Aim: Recast every line of the data below as a JSON list of strings, with one string per line and blank lines omitted.

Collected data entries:
------------------------------------------------
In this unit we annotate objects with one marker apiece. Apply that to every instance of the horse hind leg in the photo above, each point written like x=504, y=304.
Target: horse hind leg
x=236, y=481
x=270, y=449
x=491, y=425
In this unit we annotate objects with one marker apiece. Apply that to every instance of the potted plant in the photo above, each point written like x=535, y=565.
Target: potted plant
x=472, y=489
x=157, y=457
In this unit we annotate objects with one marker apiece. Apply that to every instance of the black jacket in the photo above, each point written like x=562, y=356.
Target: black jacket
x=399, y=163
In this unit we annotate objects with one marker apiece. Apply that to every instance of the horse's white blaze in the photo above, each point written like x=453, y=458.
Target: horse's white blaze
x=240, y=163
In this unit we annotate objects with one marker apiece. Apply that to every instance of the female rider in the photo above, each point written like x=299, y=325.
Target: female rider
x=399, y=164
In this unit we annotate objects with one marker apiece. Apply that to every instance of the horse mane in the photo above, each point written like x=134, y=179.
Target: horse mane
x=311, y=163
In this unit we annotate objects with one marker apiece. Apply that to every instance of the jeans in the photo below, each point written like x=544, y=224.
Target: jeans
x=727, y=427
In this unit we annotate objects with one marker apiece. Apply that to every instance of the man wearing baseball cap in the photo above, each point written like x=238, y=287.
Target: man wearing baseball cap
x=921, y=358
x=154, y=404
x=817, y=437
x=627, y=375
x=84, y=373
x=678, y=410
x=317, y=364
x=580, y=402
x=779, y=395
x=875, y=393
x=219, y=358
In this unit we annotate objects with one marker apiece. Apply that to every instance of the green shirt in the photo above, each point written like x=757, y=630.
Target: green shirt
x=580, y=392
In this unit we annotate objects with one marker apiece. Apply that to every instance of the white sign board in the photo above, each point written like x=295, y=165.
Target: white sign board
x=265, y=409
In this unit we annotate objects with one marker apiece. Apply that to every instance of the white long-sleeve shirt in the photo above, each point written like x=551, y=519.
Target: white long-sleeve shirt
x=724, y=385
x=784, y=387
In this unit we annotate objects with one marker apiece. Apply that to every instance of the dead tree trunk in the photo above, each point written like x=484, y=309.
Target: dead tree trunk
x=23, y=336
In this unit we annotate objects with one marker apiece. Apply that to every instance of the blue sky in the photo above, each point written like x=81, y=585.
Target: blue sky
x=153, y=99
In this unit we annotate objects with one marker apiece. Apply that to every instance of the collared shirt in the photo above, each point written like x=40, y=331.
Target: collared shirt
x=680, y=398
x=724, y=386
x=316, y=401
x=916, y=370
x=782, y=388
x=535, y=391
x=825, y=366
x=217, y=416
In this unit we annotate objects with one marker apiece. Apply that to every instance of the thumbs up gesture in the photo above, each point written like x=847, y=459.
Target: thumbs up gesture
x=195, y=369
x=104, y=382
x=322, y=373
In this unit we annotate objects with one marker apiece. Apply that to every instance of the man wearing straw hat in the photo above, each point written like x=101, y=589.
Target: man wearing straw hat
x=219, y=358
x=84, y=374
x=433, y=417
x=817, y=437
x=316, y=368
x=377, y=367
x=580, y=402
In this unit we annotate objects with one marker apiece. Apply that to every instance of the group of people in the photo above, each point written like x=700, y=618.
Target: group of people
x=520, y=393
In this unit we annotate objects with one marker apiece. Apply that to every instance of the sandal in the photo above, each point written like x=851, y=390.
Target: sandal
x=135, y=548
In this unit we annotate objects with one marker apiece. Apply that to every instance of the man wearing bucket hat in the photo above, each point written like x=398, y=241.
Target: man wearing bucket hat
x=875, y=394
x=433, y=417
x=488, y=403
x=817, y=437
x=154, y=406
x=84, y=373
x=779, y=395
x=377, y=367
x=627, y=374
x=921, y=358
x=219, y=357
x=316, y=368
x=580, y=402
------------------------------------------------
Exercise solution:
[
  "In this unit we annotate objects with one marker apiece. Apply that to every instance of the horse hind leg in the photo above, each point written like x=504, y=304.",
  "Target: horse hind leg",
  "x=236, y=481",
  "x=270, y=449",
  "x=491, y=425",
  "In this unit we annotate objects with one marker apiece. Apply that to every instance of the potted plant in the photo above, each point written like x=535, y=565.",
  "Target: potted plant",
  "x=472, y=489",
  "x=157, y=457",
  "In this unit we annotate objects with one marker apiece. Apply that to every instance of the black jacket in the photo above, each point written like x=562, y=356.",
  "Target: black jacket",
  "x=399, y=163",
  "In this unit we annotate objects with one marker apiece. Apply that to every instance of the horse's white blaze in the photo above, each point written like x=453, y=458.",
  "Target: horse's white blaze",
  "x=240, y=163",
  "In this unit we annotate objects with one marker apiece. Apply that to every instance of the female rider in the photo above, each point written like x=299, y=325.",
  "Target: female rider",
  "x=399, y=164",
  "In this unit we annotate objects with one marker apiece. Apply that to every instance of the horse mane in the photo above, each point written like x=134, y=179.",
  "Target: horse mane",
  "x=311, y=163",
  "In this unit we annotate objects with one marker apiece. Apply that to every instance of the jeans in the photo below, each point written like x=544, y=224.",
  "Target: jeans",
  "x=727, y=427",
  "In this unit we annotate objects with one marker apiece. Apply that to every instance of the man wearing baseball cap in the photo above, each point written like x=238, y=287.",
  "Target: man wearing baseball cap",
  "x=921, y=358",
  "x=154, y=404",
  "x=817, y=437",
  "x=627, y=375",
  "x=84, y=373",
  "x=678, y=410",
  "x=317, y=364",
  "x=580, y=402",
  "x=779, y=395",
  "x=875, y=393",
  "x=219, y=358",
  "In this unit we annotate objects with one marker apiece. Apply that to every instance of the green shirt in the photo above, each point written like x=757, y=630.",
  "Target: green shirt",
  "x=580, y=392",
  "In this unit we annotate objects with one marker apiece. Apply that to every instance of the white sign board in the photo above, each point written like x=295, y=165.",
  "Target: white sign board",
  "x=265, y=409",
  "In this unit we annotate objects with one marker apiece. Apply that to every instance of the white long-sleeve shirt in the photo above, each point written like x=551, y=519.",
  "Target: white long-sleeve shirt",
  "x=724, y=385",
  "x=784, y=387",
  "In this unit we annotate objects with one marker apiece. Apply that to every instance of the dead tree trunk in the photo above, each point written like x=484, y=309.",
  "Target: dead tree trunk",
  "x=23, y=336",
  "In this unit we annotate objects with one marker apiece. Apply that to every instance of the blue sky in the photo above, each point written like x=81, y=585.",
  "Target: blue sky",
  "x=153, y=99",
  "In this unit we annotate objects with one marker apiece. Apply that to every instance of the collared shirt in the photo above, each point written like x=40, y=331.",
  "Target: collared shirt",
  "x=680, y=398",
  "x=724, y=386",
  "x=316, y=401",
  "x=916, y=370",
  "x=782, y=388",
  "x=535, y=391",
  "x=825, y=366",
  "x=217, y=416",
  "In this unit we annotate objects with one marker apiece. Apply that to every instance of the thumbs up gesture in the photo above, each point written like x=847, y=459.",
  "Target: thumbs up gesture",
  "x=195, y=369",
  "x=104, y=382",
  "x=322, y=373",
  "In this unit we annotate objects with one marker apiece. Apply that to every instance of the man wearing straw hat in the photo above, each point written like x=101, y=589.",
  "Target: man wearing straw hat",
  "x=219, y=358",
  "x=84, y=374",
  "x=433, y=417",
  "x=817, y=437",
  "x=316, y=368",
  "x=377, y=367",
  "x=580, y=402",
  "In this unit we annotate objects with one marker apiece. Apply that to every instance of the group of people in the photo above, each point written like x=700, y=618.",
  "Target: group of people",
  "x=520, y=393",
  "In this unit we annotate objects with one marker apiece. Apply that to every instance of the sandal in the photo above, each point written like x=851, y=390.",
  "Target: sandal",
  "x=135, y=548",
  "In this unit we annotate objects with one marker apiece. Apply that to every instance of the man wearing bucket hat in the photo above, each point written like x=398, y=241.",
  "Target: man wearing bucket hat",
  "x=875, y=394",
  "x=433, y=417",
  "x=488, y=403",
  "x=817, y=437",
  "x=154, y=406",
  "x=84, y=373",
  "x=779, y=395",
  "x=377, y=367",
  "x=627, y=374",
  "x=921, y=358",
  "x=219, y=357",
  "x=316, y=368",
  "x=580, y=402"
]